** Excerpt to read follows **

Forecasting the United States Carbon Emissions

library(fpp3) 
library(readxl)
co2emission <- read_excel("co2emissions.xlsx")

Abstract

Forecasting emissions in the U.S. can be a very useful tool in tracking and managing reduction strategies. In this paper I utilize different forecasting models such as the benchmark, ETS, and ARIMA models on carbon emissions in the United States from the year 1970 to 2021. The data showed a downward trend with little to no seasonality and the Ljung Box test demonstrated that the series was not white noise. I selected the Drift method for my benchmark method in the initial stage of my analysis and then applied ETS, ARIMA, and Holt’s linear trend method to see if I could improve the forecasts further. After implementing the forecasting models, I found that Holt’s Linear Trend method performed the best and provided the lowest MASE and RMSE values. The residual diagnostics of this method of forecasting showed that the residuals were normally distributed around zero as well as proved them to be white noise which brought me to the conclusion that no important information was left out. From my forecasts, emissions will reach 13 tons per person in the U.S by 2030 which is a decrease from the last known data point of 15 tons per person in 2021.

** End of Excerpt to read **

### Problems and tasks:
a: Condense the paragraph of the carbon emissions forecasting paper that begins "Forecasting emissions in the U.S." into a bulleted list that keeps its main facts.
b: In one to three sentences, state why the author of the carbon emissions forecasting paper concluded that the chosen method left out no important information.
c: Write the next section of the carbon emissions forecasting paper, beginning after the final sentence of its abstract.
The data that follows comes from a separate source.

** Given material follows **

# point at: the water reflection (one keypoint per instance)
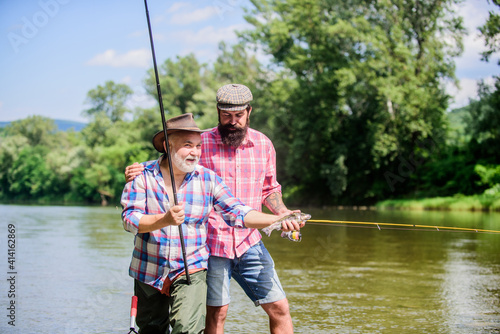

** End of Given material **

### Answers by item:
a:
- Forecasting U.S. emissions can help track and manage reduction strategies.
- Benchmark, ETS, and ARIMA models were applied to U.S. carbon emissions from 1970 to 2021.
- The series showed a downward trend with little to no seasonality, and the Ljung Box test showed it was not white noise.
- The Drift method served as the initial benchmark; ETS, ARIMA, and Holt's linear trend method were then tried to improve the forecasts.
- Holt's linear trend method performed best, with the lowest MASE and RMSE values.
- Its residuals were normally distributed around zero and were white noise, indicating no important information was left out.
- Emissions are forecast to reach 13 tons per person by 2030, down from 15 tons per person in 2021.

b: The residual diagnostics for Holt's linear trend method showed that the residuals were normally distributed around zero. They also showed the residuals to be white noise, which led the author to conclude that no important information was left out.

c:
Introduction

Carbon emissions have become one of the most popular topics of  discussion for not only politics but corporations as well. This is due to the fact that Co2 emissions have been the biggest contributor to climate change since the Industrial Revolution in 1750. Human activities such as burning fossil fuels and clearing land for agriculture and industry have tremendously increased greenhouse gas concentrations in our atmosphere by over 50%. Climate change poses a major threat to life on Earth as it is attributed to natural disasters such as hurricanes, droughts, and wildfires. As a result, in 2015, the first-ever legally binding global climate change agreement adopted the Paris Agreement which set out a global framework to limit climate change to 1.5 degrees Celsius. Although the United States withdrew this agreement in 2020 under the Trump Administration citing economic concerns, we rejoined in 2021 under the Biden Administration with an ambitious goal of reducing greenhouse gas emissions by 50-52% by 2030.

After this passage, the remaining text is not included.